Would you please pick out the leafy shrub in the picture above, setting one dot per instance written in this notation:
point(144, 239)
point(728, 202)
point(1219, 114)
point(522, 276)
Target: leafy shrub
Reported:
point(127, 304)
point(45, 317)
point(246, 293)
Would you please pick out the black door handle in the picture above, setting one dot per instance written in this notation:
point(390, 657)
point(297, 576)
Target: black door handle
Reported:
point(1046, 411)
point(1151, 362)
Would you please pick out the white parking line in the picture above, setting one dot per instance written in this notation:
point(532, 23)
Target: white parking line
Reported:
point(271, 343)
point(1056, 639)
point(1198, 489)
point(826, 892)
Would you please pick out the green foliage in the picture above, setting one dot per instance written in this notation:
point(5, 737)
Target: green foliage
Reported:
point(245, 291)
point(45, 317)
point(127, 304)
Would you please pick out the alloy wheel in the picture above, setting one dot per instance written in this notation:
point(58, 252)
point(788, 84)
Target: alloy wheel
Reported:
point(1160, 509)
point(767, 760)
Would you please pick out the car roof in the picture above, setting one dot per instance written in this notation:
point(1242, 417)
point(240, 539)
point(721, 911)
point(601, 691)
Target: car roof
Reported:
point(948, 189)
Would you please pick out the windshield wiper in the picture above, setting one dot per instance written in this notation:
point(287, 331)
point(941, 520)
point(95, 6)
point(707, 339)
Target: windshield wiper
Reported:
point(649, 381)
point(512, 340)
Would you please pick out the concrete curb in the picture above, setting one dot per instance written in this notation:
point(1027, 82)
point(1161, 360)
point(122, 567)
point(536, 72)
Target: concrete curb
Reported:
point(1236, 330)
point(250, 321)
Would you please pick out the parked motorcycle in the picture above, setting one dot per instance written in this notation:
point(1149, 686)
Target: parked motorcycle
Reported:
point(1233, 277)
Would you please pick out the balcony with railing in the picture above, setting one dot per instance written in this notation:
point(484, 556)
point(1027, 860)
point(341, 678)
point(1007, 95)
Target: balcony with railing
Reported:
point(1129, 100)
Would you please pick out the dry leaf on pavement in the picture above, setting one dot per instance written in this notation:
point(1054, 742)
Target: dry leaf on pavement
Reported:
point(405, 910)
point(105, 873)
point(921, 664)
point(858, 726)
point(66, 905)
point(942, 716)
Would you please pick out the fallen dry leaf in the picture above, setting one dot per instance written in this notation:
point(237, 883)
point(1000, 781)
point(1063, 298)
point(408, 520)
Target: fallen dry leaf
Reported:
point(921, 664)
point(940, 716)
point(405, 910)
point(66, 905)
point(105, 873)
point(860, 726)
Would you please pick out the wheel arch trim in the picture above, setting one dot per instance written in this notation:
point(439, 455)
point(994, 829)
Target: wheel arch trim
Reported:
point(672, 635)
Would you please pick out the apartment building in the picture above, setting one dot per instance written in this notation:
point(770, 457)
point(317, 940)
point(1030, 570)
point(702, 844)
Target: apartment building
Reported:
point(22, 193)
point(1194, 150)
━━━━
Your task is to print the whole listing again exactly.

> Solution below
Would you please pick out the leafy shrub in the picture above, setting one dot per instance written in this notation:
point(144, 239)
point(728, 202)
point(1219, 114)
point(522, 276)
Target: leafy shrub
Reported:
point(127, 304)
point(45, 317)
point(246, 293)
Would you please pick out the black door handle in the picture above, setting one dot per instance written in this notation:
point(390, 657)
point(297, 576)
Target: black door handle
Reported:
point(1046, 411)
point(1151, 362)
Would you please pick out the white parking line in the picture above, setting one dot per instance written in this notation:
point(532, 23)
Target: white parking line
Reported:
point(271, 343)
point(1056, 639)
point(1198, 489)
point(826, 892)
Would you please pick out the green foliage in the picture above, setting one dot per instance written in this notation:
point(5, 737)
Target: green foliage
Reported:
point(245, 291)
point(45, 317)
point(127, 304)
Would you please pick out the alloy wheel in the picture above, setting one dot per instance written in this notation:
point(58, 252)
point(788, 84)
Target: alloy wheel
Reported:
point(1160, 509)
point(767, 760)
Would you please pick out the car roof in the picture above, setting one dot per instance written in this notation:
point(1242, 417)
point(240, 539)
point(721, 911)
point(601, 691)
Target: car roof
Reported:
point(948, 189)
Would you please pick out the windshield wiper in the picture above, setting one dot per instance written in this notation:
point(287, 331)
point(941, 520)
point(95, 6)
point(707, 339)
Target: windshield wiper
Reported:
point(649, 381)
point(512, 340)
Would you please pick out the concrete curb in the picture above, setting one dot per instance written in this notation:
point(1027, 82)
point(1161, 360)
point(122, 567)
point(536, 72)
Target: concrete curb
Reported:
point(1236, 330)
point(250, 321)
Would you please pick out the parked motorcycle in the picture above, setting one dot per instance written in this notation:
point(1149, 686)
Target: parked motorcycle
Reported:
point(1233, 277)
Would you please pick out the balcony with railing in the picture above, setting one dot per instance written in this notation:
point(484, 556)
point(1027, 860)
point(341, 678)
point(1007, 95)
Target: balcony with railing
Reported:
point(1129, 100)
Would you please pick out the dry leaf on pavement in the picture above, setting one dot per instance written in this notation:
point(1054, 742)
Target: dry leaf on pavement
Reported:
point(405, 910)
point(105, 873)
point(921, 664)
point(858, 726)
point(66, 905)
point(942, 716)
Would you please pick out the fallen dry leaf in the picture above, setting one dot per instance written in this notation:
point(237, 883)
point(1000, 781)
point(1063, 298)
point(408, 520)
Target: fallen dry leaf
Reported:
point(921, 664)
point(940, 716)
point(405, 910)
point(66, 905)
point(105, 873)
point(860, 726)
Would you please pick out the wheel arch trim in the picture above, setting one dot per instance written in this notation:
point(439, 455)
point(994, 829)
Target: wheel arch trim
Reported:
point(672, 635)
Would you please pick out the apartment building in the picture above, setting one dot per instance written in this notation:
point(770, 457)
point(317, 940)
point(1030, 570)
point(702, 844)
Target: apartment building
Reported:
point(22, 193)
point(1194, 150)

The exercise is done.